Reputation: 943
I need to change a field type from int32 to string. This change is for data in a server and for a huge amount of documents.
With a simple update like the following only a small part of the documents get updated due to time issues:
db.collection.find({"identifier": {$exists:true}})
.forEach( function(x) {
db.collection.update({_id: x._id}, {$set: {"identifier":
x.identifier.toString()}});
}
);
So I decided to do a bulk change:
var bulk = db.collection.initializeUnorderedBulkOp();
bulk.find({"identifier": {$exists:true}}).update(
function(x) {
{_id: x._id}, {$set: {"identifier": x.identifier.toString()}}
});
bulk.execute();
But it gives an error and does not get executed.
How should I do the update for the bulk to work?
Upvotes: 0
Views: 1825
Reputation: 7496
There is no bulk update where you can define a function within the official docs. What you can do yourself is recreate the bulk operation by using skip and limit.
For this to work, you will have to define the skip and limit values that you want to use. If you are going to be updating using a batch size of 100, then the limit will always be 100, but the skip will be increasing by 100 every time you run the query.
Ex, first run.
db.collection.find({"identifier": {$exists:true}}).sort({_id:1}).skip(0).limit(100)
.forEach( function(x) {
db.collection.update({_id: x._id}, {$set: {"identifier":
x.identifier.toString()}});
}
);
Ex, second run.
db.collection.find({"identifier": {$exists:true}}).sort({_id:1}).skip(100).limit(100)

:: Extracted entries ::

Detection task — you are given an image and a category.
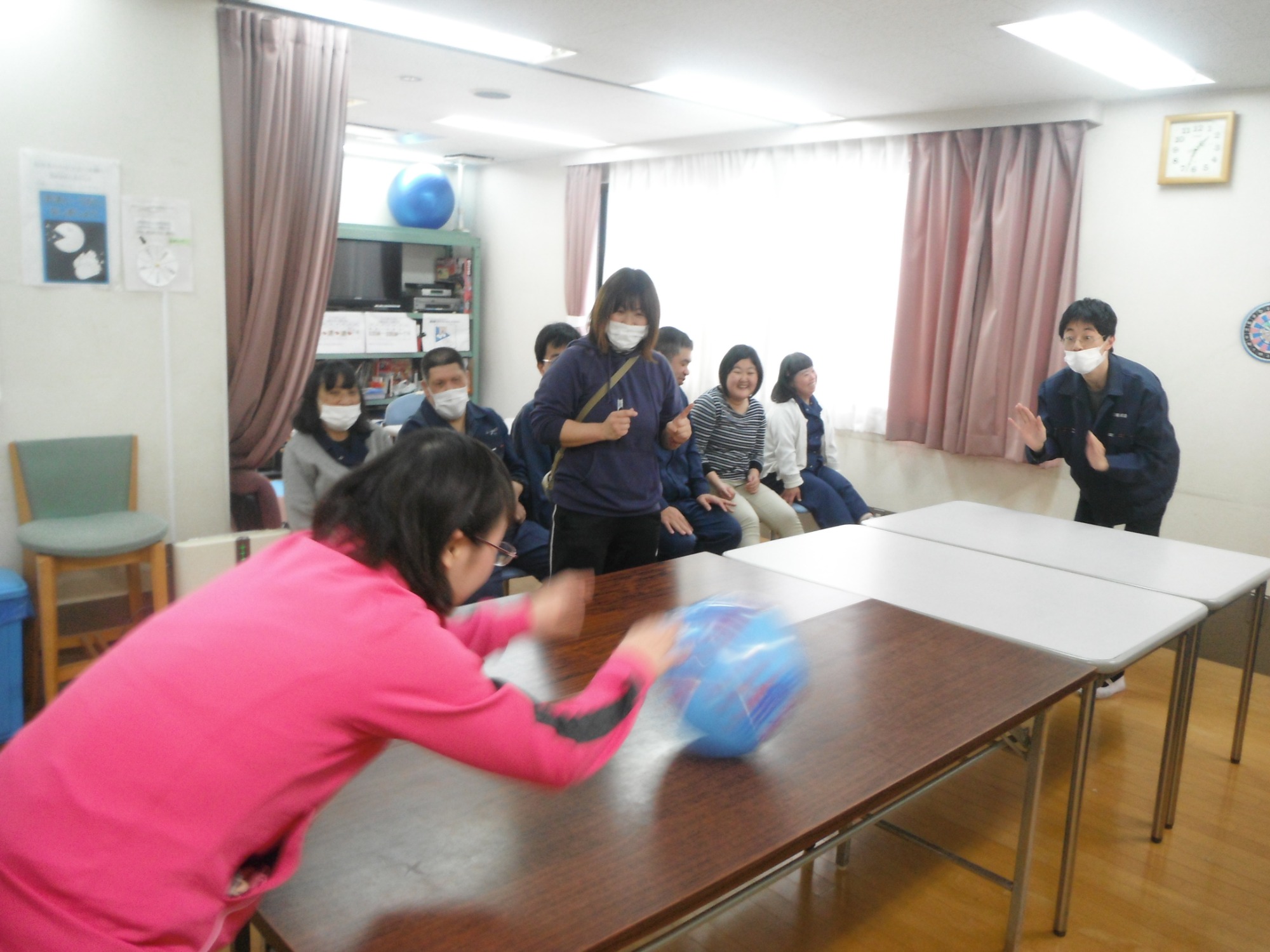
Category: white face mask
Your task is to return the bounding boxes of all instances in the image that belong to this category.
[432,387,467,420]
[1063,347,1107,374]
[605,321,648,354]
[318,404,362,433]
--
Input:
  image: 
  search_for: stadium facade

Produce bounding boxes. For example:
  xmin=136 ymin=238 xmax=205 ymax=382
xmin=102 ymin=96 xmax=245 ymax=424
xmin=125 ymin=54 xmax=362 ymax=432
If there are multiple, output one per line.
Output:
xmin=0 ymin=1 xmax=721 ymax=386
...
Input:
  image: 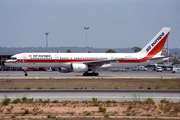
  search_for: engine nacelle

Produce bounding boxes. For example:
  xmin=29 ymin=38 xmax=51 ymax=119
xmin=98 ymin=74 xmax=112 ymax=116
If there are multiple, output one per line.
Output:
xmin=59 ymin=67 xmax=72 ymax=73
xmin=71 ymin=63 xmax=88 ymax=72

:: Required work ::
1. In the MongoDB thread, by how much does the skip value grow each time the query runs when the batch size is 100?
2. Continue the MongoDB thread from the point where it stops.
The records play no part in this work.

:: Answers by task ::
1. It grows by 100 each time.

2.
.forEach( function(x) {
db.collection.update({_id: x._id}, {$set: {"identifier":
x.identifier.toString()}});
}
);
Ex, third run.
db.collection.find({"identifier": {$exists:true}}).sort({_id:1}).skip(200).limit(100)
.forEach( function(x) {
db.collection.update({_id: x._id}, {$set: {"identifier":
x.identifier.toString()}});
}
);
This way you can control what is being done for every batch of size 100.
Remember to ALWAYS sort before skipping and limiting, or else you would have random results in the skip operation. You can sort with whatever criteria you want.
You could also help the process if the find operation filters the results that need to be converted:
db.collection.find({"identifier": {$exists:true, $not {$type: "string"} }})
.forEach( function(x) {
db.collection.update({_id: x._id}, {$set: {"identifier":
x.identifier.toString()}});
}
);
But don't combine both approaches, choose one or the other (because of the results of the find operation).
Hope this helps.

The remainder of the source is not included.